La terrible affaire Williamson et Svenmark
Philippe Brindet
9 février 2009


Mgr Williamson, évêque de la Fraternité saint Pie X est un traditionaliste. Conservateur préhistorique d'avant 1870, il a hélas accepté des audaces beaucoup plus modernes qui le conduisent à proférer des abominations.

Dans l'affaire du Décret de lever d'excommunication, Mgr Williamson a peut être été instrumentalisé par la télévision suédoise. En effet, la déclaration abominable de Mgr Williamson n'a pas été réalisé en lien avec cette levée d'excommunication. Cette minable déclaration n'a pas non plus été une déclaration autonome en ce sens qu'un journaliste serait venu le trouver sur un rendez-vous pris un mois à l'avance pour lui demander de manière neutre et informative son opinion sur le sujet.

L'interview dont il s'agissait a été diffusée par la télévision suédoise SVT-1 lors d'une émission hebdomadaire "Uppdrag granskning", le soir du 21 janvier 2009, soit le soir même du jour de signature par le Cardinal Ré du décret du Vatican. Selon toutes vraisemblances et examen des éléments de fait, il semble que ce concours soit fortuit. L'interview de SVT-1 aurait été conduit au début du mois d'Octobre 2008, la lettre de Mgr Fellay implorant une levée des sanctions prises contre les quatre évêques, date du 15 décembre 2008.

En réalité, le vrai sujet de l'émission "Uppdrag Granskning" était consacré au scandale que constituerait l'ordination d'un ex-pasteur luthérien suédois, Sten Sandmark, qui se serait converti dans le groupe lefebvrien et qui serait en passe d'être ordonné prêtre de la Fraternité Saint-Pie X. Ce pasteur apostasiait le luthérianisme parce qu'il ne pouvait en conscience bénir les unions homosexuelles. En effet, l'Eglise luthérienne suédoise impose cette cérémonie à ses pasteurs depuis peu. Nous n'avons pas pu consulter une transcription complète de l'émission de SVT-1, mais seulement l'extrait de 5'48 fourni par la télévision suédoise elle-même et diffusé par plusieurs internautes sur des sites de diffusion YouTube et DailyMotion. On note que certains de ces internautes sont eux-mêmes négationistes.

Problèmes à résoudre —
A. Recopiez le passage du texte sur l'affaire Williamson compris entre « En réalité, le » et « sont eux-mêmes négationistes. », ces deux segments inclus.
B. Prolongez le texte sur l'affaire Williamson en enchaînant directement après sa dernière phrase.

Données fournies —
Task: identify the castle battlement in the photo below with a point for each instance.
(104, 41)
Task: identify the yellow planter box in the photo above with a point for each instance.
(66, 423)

Réponses aux problèmes —
A.
En réalité, le vrai sujet de l'émission "Uppdrag Granskning" était consacré au scandale que constituerait l'ordination d'un ex-pasteur luthérien suédois, Sten Sandmark, qui se serait converti dans le groupe lefebvrien et qui serait en passe d'être ordonné prêtre de la Fraternité Saint-Pie X. Ce pasteur apostasiait le luthérianisme parce qu'il ne pouvait en conscience bénir les unions homosexuelles. En effet, l'Eglise luthérienne suédoise impose cette cérémonie à ses pasteurs depuis peu. Nous n'avons pas pu consulter une transcription complète de l'émission de SVT-1, mais seulement l'extrait de 5'48 fourni par la télévision suédoise elle-même et diffusé par plusieurs internautes sur des sites de diffusion YouTube et DailyMotion. On note que certains de ces internautes sont eux-mêmes négationistes.

B.
Il semble que, exaspérés par l'apostasie de leur pasteur pour les luthériens et par son ordination intégriste pour les catholiques progressistes, les Suédois aient littéralement lynchés Mgr Williamson au moyen de l'émission "Uppdrag Granskning". Au sujet télévisé sur l'ancien pasteur luthérien Sten Sandmark, ils ont mélangé un interview de Mgr Williamson, téalisé dans le séminaire allemand où se trouve Standmark en formation, interview destiné à démontrer que la conversion de l'ancien luthérien était le fait d'extrêmistes pro-nazis.

En visionnant l'extrait, on peut constater que le journaliste, à peine visible de dos, demande froidement à Mgr Williamson si aucun Juif n'est mort dans les chambres à gaz. Et ce dernier, piégé, répond aussi froidement qu'"en effet aucun Juif n'est mort dans les chambres à gaz". Comprenant qu'il proférait une opinion négationiste, honnie dans le monde entier, il entre alors dans une argumentation d'"historien" sur l'évidence de l'impossibilité de la suppression de 6 millions de Juifs à cause de la hauteur des cheminées et du danger qu'aurait présenter le gaz pour les Allemands eux-mêmes et en "limitant" la Shoah au chiffre déjà effrayant de 2 à 300.000 morts, mais, souligne-t'il "pas dans les chambres à gaz". Il s'agit simplement d'une reprise des arguments du négationiste Faurisson.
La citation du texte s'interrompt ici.